▸ **To do**
Scale the lines from the one containing "Target: road curve" through the end of the data, writing each of them out again with the requests included. Multiply every coordinate in the answers by 2.1, round to whole numbers with halves going up, and return only those lines.

▸ **Data shown**
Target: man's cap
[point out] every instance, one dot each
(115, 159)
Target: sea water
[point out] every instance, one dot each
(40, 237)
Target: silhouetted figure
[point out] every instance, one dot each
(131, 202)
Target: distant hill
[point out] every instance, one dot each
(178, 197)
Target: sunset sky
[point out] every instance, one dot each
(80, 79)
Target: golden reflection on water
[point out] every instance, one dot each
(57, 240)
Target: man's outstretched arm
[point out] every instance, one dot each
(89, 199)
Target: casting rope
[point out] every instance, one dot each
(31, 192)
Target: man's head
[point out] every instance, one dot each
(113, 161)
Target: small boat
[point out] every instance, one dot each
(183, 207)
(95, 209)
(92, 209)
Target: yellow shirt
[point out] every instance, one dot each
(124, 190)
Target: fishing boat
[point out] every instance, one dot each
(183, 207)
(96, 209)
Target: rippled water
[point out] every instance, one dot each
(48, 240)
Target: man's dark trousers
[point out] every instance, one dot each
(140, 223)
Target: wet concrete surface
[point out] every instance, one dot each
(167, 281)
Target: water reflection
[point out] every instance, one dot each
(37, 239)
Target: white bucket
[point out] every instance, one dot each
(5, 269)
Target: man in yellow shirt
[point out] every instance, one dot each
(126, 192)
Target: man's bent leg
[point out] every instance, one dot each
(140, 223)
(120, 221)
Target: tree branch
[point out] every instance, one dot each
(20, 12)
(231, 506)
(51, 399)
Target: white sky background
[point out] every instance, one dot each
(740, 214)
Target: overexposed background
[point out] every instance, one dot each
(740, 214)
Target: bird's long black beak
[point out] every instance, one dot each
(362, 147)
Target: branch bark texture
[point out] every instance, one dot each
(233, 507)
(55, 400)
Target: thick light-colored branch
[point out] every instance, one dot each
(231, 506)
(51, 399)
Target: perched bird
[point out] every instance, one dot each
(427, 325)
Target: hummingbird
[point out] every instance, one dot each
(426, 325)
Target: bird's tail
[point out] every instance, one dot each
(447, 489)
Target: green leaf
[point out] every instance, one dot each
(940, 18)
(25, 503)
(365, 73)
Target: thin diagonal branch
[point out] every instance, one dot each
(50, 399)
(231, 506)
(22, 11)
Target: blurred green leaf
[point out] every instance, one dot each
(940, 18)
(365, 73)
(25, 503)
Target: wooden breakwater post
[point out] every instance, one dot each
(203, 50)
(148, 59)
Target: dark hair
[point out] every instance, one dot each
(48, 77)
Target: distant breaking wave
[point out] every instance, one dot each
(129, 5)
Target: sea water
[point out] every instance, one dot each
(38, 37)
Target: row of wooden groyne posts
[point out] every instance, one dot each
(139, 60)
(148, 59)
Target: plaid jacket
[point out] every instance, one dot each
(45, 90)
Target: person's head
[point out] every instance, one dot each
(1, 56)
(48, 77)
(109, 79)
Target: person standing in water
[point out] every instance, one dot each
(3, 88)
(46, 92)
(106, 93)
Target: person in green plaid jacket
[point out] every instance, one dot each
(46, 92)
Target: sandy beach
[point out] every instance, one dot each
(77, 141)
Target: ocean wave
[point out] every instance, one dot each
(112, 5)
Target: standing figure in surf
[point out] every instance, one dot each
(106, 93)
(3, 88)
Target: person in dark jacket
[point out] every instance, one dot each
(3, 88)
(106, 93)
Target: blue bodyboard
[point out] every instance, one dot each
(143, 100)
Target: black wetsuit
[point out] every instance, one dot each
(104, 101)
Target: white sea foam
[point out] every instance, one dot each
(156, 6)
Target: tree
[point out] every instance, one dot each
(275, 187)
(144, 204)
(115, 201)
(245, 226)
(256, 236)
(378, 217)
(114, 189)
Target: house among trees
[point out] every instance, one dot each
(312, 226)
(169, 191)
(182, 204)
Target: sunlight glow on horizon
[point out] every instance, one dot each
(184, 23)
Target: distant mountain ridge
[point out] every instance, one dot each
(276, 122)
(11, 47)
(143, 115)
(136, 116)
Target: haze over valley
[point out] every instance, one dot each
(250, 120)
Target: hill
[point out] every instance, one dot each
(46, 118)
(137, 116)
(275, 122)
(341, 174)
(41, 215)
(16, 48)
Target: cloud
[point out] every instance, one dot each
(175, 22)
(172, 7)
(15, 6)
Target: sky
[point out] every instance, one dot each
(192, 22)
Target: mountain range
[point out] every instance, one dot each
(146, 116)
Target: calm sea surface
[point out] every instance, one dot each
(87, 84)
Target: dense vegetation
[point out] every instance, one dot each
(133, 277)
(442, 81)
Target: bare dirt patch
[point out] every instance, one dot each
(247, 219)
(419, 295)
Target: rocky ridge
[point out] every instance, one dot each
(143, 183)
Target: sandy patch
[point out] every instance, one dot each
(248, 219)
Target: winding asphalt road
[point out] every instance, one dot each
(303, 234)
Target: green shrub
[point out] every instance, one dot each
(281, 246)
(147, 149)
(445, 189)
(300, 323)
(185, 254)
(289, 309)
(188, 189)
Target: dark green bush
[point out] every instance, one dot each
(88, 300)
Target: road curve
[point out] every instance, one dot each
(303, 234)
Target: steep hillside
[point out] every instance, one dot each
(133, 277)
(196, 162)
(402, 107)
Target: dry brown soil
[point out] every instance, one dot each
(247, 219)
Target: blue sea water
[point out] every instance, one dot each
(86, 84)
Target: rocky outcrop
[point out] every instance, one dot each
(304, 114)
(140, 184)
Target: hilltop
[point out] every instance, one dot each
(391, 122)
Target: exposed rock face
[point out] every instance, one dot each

▸ **Task response**
Target: road curve
[point out] every instance, one dot each
(636, 491)
Target: steep hillside
[point out] every instance, one dot each
(279, 582)
(412, 340)
(844, 225)
Target: dry brown soil
[point out] every instance, one dot each
(519, 460)
Target: blue sea water
[point out] every instance, one dot each
(181, 176)
Target: rocky outcrop
[point out] every instance, one dot each
(638, 239)
(294, 386)
Target: hilltop
[point out] every instance, one dot each
(821, 256)
Target: exposed rock face
[point out] every instance, one dot each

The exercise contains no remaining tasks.